======== Text provided ========

We would now like to split the rankings of players into their ATP ranking points after the first 3,6,9 months, then 1 through to 5 years of their arrival on the ATP tour. This is done by taking the ranking table formed previously, grouping by player, and filtering out all dates outside the time period of interest (so to determine ATP ranking points after 6 months, we select the last recorded value of ATP ranking points after filtering out dates beyond 6 months after their first recorded date). This results in tables for each of the data sets, which are then joined together to create a single time breakdown of the progression of these players ATP ranking points.

OBTAINING SOME INDICATION GRAND SLAM PERFORMANCE

How players perform in the glamorous and exciting grand slams over the years may well prove to be a predictor of ranking points after a solid amount of time competing at the top level (10 years, hopefully). Below is calculated the number of wins and losses recorded for each player in grand slams. It is not however, a good idea to split this variable into similar time frames as the ranking variables above, as some players may not have even played a grand slam in their first year, or even 2 or 3 years on tour. Therefore, we take this observation after 4 years.

======== Information shown ========

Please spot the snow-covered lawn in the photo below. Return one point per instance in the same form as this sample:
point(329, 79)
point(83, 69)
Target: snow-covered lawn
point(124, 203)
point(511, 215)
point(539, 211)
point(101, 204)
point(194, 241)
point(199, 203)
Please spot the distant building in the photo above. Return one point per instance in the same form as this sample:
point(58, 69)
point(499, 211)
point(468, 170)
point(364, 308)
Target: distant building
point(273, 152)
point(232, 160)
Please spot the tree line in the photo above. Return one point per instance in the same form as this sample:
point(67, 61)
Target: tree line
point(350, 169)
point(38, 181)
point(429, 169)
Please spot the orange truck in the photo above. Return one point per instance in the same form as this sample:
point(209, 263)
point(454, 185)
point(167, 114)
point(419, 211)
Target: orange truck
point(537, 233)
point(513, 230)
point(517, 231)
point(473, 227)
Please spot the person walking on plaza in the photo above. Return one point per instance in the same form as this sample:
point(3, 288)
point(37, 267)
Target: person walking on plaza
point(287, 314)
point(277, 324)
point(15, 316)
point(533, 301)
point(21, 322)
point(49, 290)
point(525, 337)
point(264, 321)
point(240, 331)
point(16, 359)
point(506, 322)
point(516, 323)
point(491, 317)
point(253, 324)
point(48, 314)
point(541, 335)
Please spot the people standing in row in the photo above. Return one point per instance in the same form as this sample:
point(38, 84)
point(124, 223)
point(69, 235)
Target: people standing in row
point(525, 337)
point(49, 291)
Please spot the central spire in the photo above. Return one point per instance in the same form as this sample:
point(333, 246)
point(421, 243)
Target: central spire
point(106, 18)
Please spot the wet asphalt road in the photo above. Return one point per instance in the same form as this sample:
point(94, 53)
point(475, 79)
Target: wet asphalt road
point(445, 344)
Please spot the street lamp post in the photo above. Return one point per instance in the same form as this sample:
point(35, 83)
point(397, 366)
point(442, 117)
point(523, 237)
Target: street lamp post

========

- **Request 1**: Copy out the listing word for word, from its first line up to and including the line containing "point(106, 18)".
- **Request 2**: Pick up the analysis of tennis players' ranking points and grand slam results right after its last sentence and write what comes next.
This listing is unrelated to the tennis ranking analysis.

- **Task answer 1**:
Please spot the snow-covered lawn in the photo below. Return one point per instance in the same form as this sample:
point(329, 79)
point(83, 69)
Target: snow-covered lawn
point(124, 203)
point(511, 215)
point(539, 211)
point(101, 204)
point(194, 241)
point(199, 203)
Please spot the distant building in the photo above. Return one point per instance in the same form as this sample:
point(58, 69)
point(499, 211)
point(468, 170)
point(364, 308)
Target: distant building
point(273, 152)
point(232, 160)
Please spot the tree line in the photo above. Return one point per instance in the same form as this sample:
point(67, 61)
Target: tree line
point(350, 169)
point(38, 181)
point(429, 169)
Please spot the orange truck in the photo above. Return one point per instance in the same form as this sample:
point(209, 263)
point(454, 185)
point(167, 114)
point(419, 211)
Target: orange truck
point(537, 233)
point(513, 230)
point(517, 231)
point(473, 227)
Please spot the person walking on plaza in the photo above. Return one point per instance in the same form as this sample:
point(3, 288)
point(37, 267)
Target: person walking on plaza
point(287, 314)
point(277, 324)
point(15, 316)
point(533, 301)
point(21, 322)
point(49, 290)
point(525, 337)
point(264, 321)
point(240, 331)
point(16, 359)
point(506, 322)
point(516, 323)
point(491, 317)
point(253, 324)
point(48, 314)
point(541, 335)
Please spot the people standing in row in the photo above. Return one point per instance in the same form as this sample:
point(38, 84)
point(124, 223)
point(69, 235)
Target: people standing in row
point(525, 337)
point(49, 291)
Please spot the central spire in the photo above. Return one point per instance in the same form as this sample:
point(333, 246)
point(421, 243)
Target: central spire
point(106, 18)

- **Task answer 2**:
This is found by taking the table provided by the deuce package, atp_matches (containing point by point breakdown statistics of many grand slam matches over the course of history), and joining this data set with that describing ATP ranking points after 4 years. The date in this second table provides the cutoff date past which we should not consider grand slam results. A snippet of the code to produce this overall data set is shown below:

Separate tables are created for wins and losses in grand slams, and finally they are joined to create the final data set.

#******************************************4 YEAR GS************************************************************
atp_matches <- rename(atp_matches,replace = c("winner_name" = "name"))

tournaments_4yr <- join(atp_matches, four_year, by = "name") %>% select(c(tourney_name, tourney_level, name, winner_rank, winner_rank_points, loser_name, loser_rank, loser_rank_points, tourney_start_date, date_4yr, rnkng_pnts_4yr))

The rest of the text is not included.